Problem statement. Could you copy every record below exactly as it stands?

=== Given records ===

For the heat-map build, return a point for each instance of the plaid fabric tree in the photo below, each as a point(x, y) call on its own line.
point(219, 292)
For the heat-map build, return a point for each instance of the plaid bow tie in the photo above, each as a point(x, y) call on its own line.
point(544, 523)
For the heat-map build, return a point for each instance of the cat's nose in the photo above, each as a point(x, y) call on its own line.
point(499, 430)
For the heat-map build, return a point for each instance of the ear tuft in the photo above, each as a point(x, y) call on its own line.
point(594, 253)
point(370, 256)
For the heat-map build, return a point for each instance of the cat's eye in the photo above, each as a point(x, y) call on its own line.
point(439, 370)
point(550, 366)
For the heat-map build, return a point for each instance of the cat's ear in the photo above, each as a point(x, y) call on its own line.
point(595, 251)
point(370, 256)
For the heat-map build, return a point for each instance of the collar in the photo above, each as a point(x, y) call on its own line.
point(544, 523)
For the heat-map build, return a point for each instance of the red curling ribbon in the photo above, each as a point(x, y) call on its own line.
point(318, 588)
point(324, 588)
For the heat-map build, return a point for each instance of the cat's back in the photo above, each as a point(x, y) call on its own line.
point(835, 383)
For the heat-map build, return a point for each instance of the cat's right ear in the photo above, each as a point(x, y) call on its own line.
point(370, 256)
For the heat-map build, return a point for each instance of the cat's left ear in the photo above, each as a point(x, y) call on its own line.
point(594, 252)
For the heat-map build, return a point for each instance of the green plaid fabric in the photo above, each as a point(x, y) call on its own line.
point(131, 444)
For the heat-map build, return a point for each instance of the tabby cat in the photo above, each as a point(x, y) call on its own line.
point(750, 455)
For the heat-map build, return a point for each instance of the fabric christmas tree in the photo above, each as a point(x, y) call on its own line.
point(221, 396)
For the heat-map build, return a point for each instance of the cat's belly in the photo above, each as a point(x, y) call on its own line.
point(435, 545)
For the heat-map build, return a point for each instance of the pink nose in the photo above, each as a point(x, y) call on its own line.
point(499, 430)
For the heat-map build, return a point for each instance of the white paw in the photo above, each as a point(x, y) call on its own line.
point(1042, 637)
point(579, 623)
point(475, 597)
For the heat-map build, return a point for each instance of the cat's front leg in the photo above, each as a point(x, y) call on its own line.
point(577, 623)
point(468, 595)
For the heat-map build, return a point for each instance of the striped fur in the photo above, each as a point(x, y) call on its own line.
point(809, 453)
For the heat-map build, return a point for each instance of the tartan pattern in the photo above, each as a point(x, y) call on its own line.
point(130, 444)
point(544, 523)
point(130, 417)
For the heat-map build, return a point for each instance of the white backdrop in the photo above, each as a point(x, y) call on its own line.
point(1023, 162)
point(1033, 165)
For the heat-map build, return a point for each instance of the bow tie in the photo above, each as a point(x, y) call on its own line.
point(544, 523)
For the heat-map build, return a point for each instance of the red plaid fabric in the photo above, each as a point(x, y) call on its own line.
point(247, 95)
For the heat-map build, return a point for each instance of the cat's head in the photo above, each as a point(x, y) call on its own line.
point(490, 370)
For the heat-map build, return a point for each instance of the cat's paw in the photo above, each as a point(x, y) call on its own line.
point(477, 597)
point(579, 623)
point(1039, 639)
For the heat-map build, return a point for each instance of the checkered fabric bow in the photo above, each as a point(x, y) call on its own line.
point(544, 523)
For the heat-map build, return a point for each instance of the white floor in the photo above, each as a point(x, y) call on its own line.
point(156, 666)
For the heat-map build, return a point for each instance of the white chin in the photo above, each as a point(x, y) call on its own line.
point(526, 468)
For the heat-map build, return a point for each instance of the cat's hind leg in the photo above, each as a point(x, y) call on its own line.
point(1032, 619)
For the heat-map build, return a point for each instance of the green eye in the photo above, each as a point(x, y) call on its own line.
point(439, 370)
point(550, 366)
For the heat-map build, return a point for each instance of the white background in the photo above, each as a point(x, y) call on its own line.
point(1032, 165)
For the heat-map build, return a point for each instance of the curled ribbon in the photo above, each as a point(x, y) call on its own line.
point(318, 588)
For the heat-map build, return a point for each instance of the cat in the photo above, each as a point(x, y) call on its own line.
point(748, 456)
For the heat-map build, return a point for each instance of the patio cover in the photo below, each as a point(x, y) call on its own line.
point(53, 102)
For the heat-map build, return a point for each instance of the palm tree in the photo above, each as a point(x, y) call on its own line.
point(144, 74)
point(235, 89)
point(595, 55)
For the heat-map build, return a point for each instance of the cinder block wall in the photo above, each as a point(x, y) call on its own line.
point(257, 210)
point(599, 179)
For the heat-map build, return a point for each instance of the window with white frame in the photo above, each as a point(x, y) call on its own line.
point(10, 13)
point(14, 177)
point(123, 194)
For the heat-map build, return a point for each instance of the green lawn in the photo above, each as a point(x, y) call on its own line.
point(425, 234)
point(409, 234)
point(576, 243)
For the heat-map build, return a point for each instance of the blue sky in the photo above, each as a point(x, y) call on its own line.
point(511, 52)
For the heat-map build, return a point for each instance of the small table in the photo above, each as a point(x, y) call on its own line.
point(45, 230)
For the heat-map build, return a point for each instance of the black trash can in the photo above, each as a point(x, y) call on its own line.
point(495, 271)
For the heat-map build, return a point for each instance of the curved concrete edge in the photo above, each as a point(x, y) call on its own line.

===

Solution to this task.
For the heat-map build, return a point for each instance of the plaid fabric tree in the photo below, each as a point(x, y) call on its own line.
point(219, 292)
For the heat-map build, return a point for each instance of the plaid bow tie in the photo above, each as a point(x, y) call on its own line.
point(544, 523)
For the heat-map build, return a point for each instance of the cat's nose in the photo above, each as a point(x, y) call on its own line.
point(499, 430)
For the heat-map build, return a point for each instance of the ear tuft in the photo above, each as a point(x, y) call on its own line.
point(594, 253)
point(370, 256)
For the heat-map build, return a point for each instance of the cat's eye in the photo above, each as a point(x, y) call on its own line.
point(439, 370)
point(550, 366)
For the heat-map build, return a point for each instance of the cat's ear in the photo above, each as a point(x, y) call on its own line.
point(595, 251)
point(370, 256)
For the heat-map build, return a point for each instance of the collar in the photo above, each as a point(x, y) call on its own line.
point(544, 523)
For the heat-map build, return a point for each instance of the red curling ribbon in the photo above, each as a point(x, y) call on its own line.
point(318, 588)
point(324, 588)
For the heat-map build, return a point for each instance of the cat's back in the photo above, each as a point(x, y) call on its own line.
point(835, 383)
For the heat-map build, return a point for each instance of the cat's right ear in the photo above, each as a point(x, y) call on its own line.
point(370, 256)
For the heat-map build, return a point for each instance of the cat's left ear in the photo above, each as a point(x, y) call on its own line.
point(594, 252)
For the heat-map build, return a point for each instance of the green plaid fabric in the photo above, each as a point(x, y) call on its own line.
point(131, 444)
For the heat-map build, return a point for each instance of the tabby cat in the photo above, each as a point(x, y) call on its own line.
point(750, 455)
For the heat-map build, return a point for each instance of the fabric christmas tree in the photo above, each as a point(x, y) call on its own line.
point(221, 396)
For the heat-map build, return a point for each instance of the cat's belly in the photo above, each as a point(x, y) call on its own line.
point(435, 545)
For the heat-map build, return a point for each instance of the pink nose in the photo above, each as a point(x, y) call on its own line.
point(499, 430)
For the heat-map build, return a point for each instance of the white paw in the photo above, each as a point(x, y) call on its own line.
point(1042, 637)
point(579, 623)
point(475, 597)
For the heat-map build, return a point for each instance of the cat's front leg in the photo above, each as a point(x, y) call on its own line.
point(577, 623)
point(468, 595)
For the heat-map build, return a point for each instance of the striped fur in the photo above, each as a point(x, y) call on its own line.
point(809, 453)
For the heat-map build, return a point for each instance of the tartan pattern in the photo above, each as a point(x, y) call on its own line.
point(130, 444)
point(544, 523)
point(130, 417)
For the heat-map build, return a point for each instance of the white backdrop in the photo above, each as a point(x, y) call on its own line.
point(1023, 162)
point(1033, 165)
For the heat-map build, return a point for each instance of the bow tie in the photo above, each as a point(x, y) call on its own line.
point(544, 523)
For the heat-map build, return a point for each instance of the red plaid fabric in the photo above, each as a point(x, y) call on its own line.
point(247, 95)
For the heat-map build, return a point for each instance of the cat's head in the photo above, each as a point(x, y) call on its own line.
point(490, 370)
For the heat-map build, return a point for each instance of the cat's paw in the photo above, each as a point(x, y) call on its own line.
point(477, 597)
point(579, 623)
point(1039, 639)
For the heat-map build, return a point for each instance of the checkered fabric bow in the photo above, each as a point(x, y) call on its own line.
point(544, 523)
For the heat-map build, return a point for each instance of the white floor in the photo above, each as a point(x, y) call on its own line.
point(156, 666)
For the heat-map build, return a point for each instance of the white chin in the photo above, each as a point(x, y) call on its own line.
point(526, 468)
For the heat-map build, return a point for each instance of the cat's hind leg in the photo above, each as a point(x, y) call on its own line.
point(1032, 619)
For the heat-map build, return a point for each instance of the green eye in the photo above, each as a point(x, y) call on its own line.
point(439, 370)
point(550, 366)
For the heat-map build, return a point for each instance of the white background in the photo above, each as a point(x, y) call on its own line.
point(1032, 165)
For the heat-map build, return a point for each instance of the curled ribbon in the photo above, each as a point(x, y) call on its own line.
point(318, 588)
For the heat-map build, return a point for each instance of the cat in the photo above, each as a point(x, y) call on its own line.
point(748, 456)
For the heat-map build, return a point for each instance of the patio cover in the photo below, each as a point(x, y) call on its own line.
point(53, 102)
For the heat-map build, return a point for each instance of the palm tree in the photo above, each as a point(x, y) call on its own line.
point(144, 74)
point(235, 89)
point(595, 55)
For the heat-map build, return a point for each instance of the cinder block wall in the photo above, each as a point(x, y) call on its own line.
point(257, 210)
point(599, 179)
For the heat-map build, return a point for each instance of the window with white frame in the photo above, each as a point(x, y) call on its own line.
point(10, 13)
point(14, 177)
point(123, 194)
For the heat-map build, return a point for each instance of the green lawn in the photo above, each as a point(x, y) call on its own line.
point(425, 234)
point(409, 234)
point(576, 243)
For the heat-map build, return a point for each instance of the blue sky in the photo above, each as a point(x, y) call on its own line.
point(511, 52)
For the heat-map build, return a point for each instance of the small table in the photo above, each as a point(x, y) call on its own line.
point(45, 230)
For the heat-map build, return a point for each instance of the black trash can in the photo above, each as a point(x, y) call on its own line.
point(495, 271)
For the heat-map build, return a point for each instance of the curved concrete edge in the photo above, each as a point(x, y) call on its own line.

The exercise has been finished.